BEGIN Selection

# Fc 6--->Sync out of range



## Cool G5 (Mar 14, 2007)

Hello friends.Today I installed Fedora core 6 on my pc.Previously it had Win Xp Pro installed.So the system is now dualboot.The installation all went fine but after i selected FC 6 from bootloader.It loads some files like clock setup etc & then gives a message sync out of range.My XP pro is working fine.Plz help.

My System specs:-

P4 2.0 Ghz
768 mb ram (64 mb shared by gfx card)
Via Unichrome ProIGP


----------



## kalpik (Mar 14, 2007)

Wrong section, post in opensource section. Also please post details of your monitor and give your /etc/X11/xorg.conf. Use explore2fs from windows to get that file.


----------



## jassi2000 (Mar 14, 2007)

may b the resolution set in not correct


----------



## Cool G5 (Mar 14, 2007)

END Selection
BEGIN Listing

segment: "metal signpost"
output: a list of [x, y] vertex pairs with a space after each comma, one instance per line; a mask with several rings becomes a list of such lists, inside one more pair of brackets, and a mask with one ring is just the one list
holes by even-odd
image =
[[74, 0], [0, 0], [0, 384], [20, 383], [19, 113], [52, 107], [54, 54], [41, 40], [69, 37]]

END Listing
BEGIN Listing

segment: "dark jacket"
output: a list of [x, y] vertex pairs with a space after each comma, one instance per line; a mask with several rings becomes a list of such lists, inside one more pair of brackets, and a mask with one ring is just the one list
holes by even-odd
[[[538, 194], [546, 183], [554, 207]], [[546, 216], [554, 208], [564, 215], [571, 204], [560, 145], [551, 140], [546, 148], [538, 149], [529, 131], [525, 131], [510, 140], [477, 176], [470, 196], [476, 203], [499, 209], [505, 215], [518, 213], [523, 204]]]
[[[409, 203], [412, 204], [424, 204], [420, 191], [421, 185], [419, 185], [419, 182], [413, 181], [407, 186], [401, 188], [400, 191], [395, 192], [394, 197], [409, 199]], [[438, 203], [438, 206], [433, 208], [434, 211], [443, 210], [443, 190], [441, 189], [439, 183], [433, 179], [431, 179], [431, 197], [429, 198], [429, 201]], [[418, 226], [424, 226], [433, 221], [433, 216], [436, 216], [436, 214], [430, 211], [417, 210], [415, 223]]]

END Listing

• [What the task asks]
Pull out the entire forum thread about the Fedora Core 6 "sync out of range" message, word for word and in full.

• [The reply]
# Fc 6--->Sync out of range



## Cool G5 (Mar 14, 2007)

Hello friends.Today I installed Fedora core 6 on my pc.Previously it had Win Xp Pro installed.So the system is now dualboot.The installation all went fine but after i selected FC 6 from bootloader.It loads some files like clock setup etc & then gives a message sync out of range.My XP pro is working fine.Plz help.

My System specs:-

P4 2.0 Ghz
768 mb ram (64 mb shared by gfx card)
Via Unichrome ProIGP


----------



## kalpik (Mar 14, 2007)

Wrong section, post in opensource section. Also please post details of your monitor and give your /etc/X11/xorg.conf. Use explore2fs from windows to get that file.


----------



## jassi2000 (Mar 14, 2007)

may b the resolution set in not correct


----------



## Cool G5 (Mar 14, 2007)